Extract provided.

==============================

A colleague, an Indian computer scientist, told me that when the time came for her arranged marriage to be fulfilled she was in Switzerland; she flew back to India, married, and returned to her job. Her husband, whom she had known, vaguely, for many years was a trained engineer, but he had no job; it fell to him to do the cookery and clean the flat. The problem was that he, despite his excellent education, had been catered to by his mother and aunts his entire life; his cookery only extended to a boiled egg—and so that was what they lived on for many months.
Now, from time to time, Western pundits will raise the issue of arranged marriage; they note that people in these circumstances are often much more satisfied than their Western counterparts. Would it be better, they suggest, if we adopted arranged marriages, as the Indians do? The question is, as usual, a false dichotomy; it excludes the real answer, for Westerners are far too individual to find arranged marriages attractive, the institution seems stultifying and tyrannical—even for non-feminists. The matchmaker is, for example, a Jewish tradition, as seen in Fiddler on the Roof; as Otto Weininger observed, the Jews are a matchmaking race—indeed, they have even had a hand in arranging recent marriages in the British Royal Family, for those with eyes to see.

==============================

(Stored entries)
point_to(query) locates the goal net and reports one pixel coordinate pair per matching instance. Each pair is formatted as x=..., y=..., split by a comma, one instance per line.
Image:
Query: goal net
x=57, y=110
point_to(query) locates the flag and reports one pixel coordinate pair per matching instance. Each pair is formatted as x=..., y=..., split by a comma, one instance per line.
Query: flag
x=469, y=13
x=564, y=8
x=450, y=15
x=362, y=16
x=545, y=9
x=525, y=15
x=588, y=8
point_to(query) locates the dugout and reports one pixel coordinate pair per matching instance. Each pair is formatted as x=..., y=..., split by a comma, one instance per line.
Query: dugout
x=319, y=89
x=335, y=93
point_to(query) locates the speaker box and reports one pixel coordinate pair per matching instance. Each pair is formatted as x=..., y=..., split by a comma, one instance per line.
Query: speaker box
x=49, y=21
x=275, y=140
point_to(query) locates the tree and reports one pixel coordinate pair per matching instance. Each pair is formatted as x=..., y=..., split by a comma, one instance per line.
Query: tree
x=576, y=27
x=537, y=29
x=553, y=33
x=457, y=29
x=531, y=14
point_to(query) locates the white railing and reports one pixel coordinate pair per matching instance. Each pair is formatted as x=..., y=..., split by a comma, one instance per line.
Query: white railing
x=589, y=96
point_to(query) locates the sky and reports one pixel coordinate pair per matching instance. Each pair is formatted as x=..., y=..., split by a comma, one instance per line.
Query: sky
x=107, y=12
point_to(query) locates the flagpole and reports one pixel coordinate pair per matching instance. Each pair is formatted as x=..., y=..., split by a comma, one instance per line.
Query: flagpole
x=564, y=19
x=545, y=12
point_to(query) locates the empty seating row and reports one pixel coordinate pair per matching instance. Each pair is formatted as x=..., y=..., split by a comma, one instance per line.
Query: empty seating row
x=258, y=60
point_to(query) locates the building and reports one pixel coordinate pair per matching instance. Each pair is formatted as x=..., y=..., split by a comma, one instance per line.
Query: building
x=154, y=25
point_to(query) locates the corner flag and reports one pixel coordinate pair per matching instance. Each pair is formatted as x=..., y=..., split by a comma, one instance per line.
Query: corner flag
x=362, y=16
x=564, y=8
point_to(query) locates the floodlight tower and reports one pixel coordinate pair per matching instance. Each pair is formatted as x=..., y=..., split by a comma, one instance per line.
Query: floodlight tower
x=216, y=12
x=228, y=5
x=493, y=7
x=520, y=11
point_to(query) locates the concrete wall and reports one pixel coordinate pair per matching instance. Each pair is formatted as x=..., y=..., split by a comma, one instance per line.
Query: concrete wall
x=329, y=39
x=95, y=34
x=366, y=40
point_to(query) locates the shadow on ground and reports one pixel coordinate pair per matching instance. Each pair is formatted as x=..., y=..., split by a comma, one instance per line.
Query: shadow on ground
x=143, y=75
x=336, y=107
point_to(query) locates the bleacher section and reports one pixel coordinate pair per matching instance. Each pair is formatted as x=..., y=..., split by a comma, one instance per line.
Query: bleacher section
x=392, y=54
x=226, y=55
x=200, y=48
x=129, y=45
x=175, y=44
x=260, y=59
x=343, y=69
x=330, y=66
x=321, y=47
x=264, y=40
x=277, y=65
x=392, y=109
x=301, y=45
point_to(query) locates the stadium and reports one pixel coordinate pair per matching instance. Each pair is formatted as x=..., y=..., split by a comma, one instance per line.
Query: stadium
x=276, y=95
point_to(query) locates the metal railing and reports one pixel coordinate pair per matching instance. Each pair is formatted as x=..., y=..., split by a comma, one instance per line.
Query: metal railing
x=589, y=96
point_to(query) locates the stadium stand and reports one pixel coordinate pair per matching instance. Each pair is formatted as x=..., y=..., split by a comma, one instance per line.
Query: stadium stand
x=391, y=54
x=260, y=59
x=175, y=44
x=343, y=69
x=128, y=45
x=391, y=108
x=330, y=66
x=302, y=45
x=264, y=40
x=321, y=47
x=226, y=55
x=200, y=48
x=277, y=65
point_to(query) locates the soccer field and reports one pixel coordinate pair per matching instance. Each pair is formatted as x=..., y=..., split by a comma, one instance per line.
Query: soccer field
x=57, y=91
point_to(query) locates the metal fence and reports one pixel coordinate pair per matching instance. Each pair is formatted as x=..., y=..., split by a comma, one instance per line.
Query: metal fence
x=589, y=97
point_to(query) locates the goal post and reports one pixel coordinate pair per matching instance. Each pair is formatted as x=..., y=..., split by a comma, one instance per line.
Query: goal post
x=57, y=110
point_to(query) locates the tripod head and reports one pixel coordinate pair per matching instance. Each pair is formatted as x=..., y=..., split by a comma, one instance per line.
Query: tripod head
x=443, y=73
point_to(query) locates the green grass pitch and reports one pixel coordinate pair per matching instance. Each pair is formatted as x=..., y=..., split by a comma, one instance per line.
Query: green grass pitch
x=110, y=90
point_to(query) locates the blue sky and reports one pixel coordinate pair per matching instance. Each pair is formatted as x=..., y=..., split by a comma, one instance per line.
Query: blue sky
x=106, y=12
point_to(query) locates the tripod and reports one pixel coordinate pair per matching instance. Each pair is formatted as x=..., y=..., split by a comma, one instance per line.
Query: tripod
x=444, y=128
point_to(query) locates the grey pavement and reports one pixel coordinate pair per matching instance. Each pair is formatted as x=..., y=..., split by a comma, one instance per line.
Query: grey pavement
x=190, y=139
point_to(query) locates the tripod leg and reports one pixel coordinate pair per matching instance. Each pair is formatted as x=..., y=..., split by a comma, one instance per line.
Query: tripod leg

==============================

Set tasks.
1/ In the extract on arranged marriage, what had the colleague's husband trained as?
2/ Pick up the extract on arranged marriage after its final sentence and carry it on.
These lines come from a separate source.

Expected outputs.
1/ An engineer.

2/
So, given the choice, Westerners prefer sexual anarchy to arranged marriages; but this is an illusion. The real answer to the marriage problem can be found in Pride and Prejudice (1813). How does romance work in that novel? It is a hybrid: the parents in a district throw dances for their children to attend, the attendees being of the same or higher social class. The children then mix and have some latitude to find a partner organically; however, the parents, particularly the father, retain a veto over the match. This is the Western system, now degraded in the age of the mass club scene and partially reenacted in the matches made between university students, but only imperfectly.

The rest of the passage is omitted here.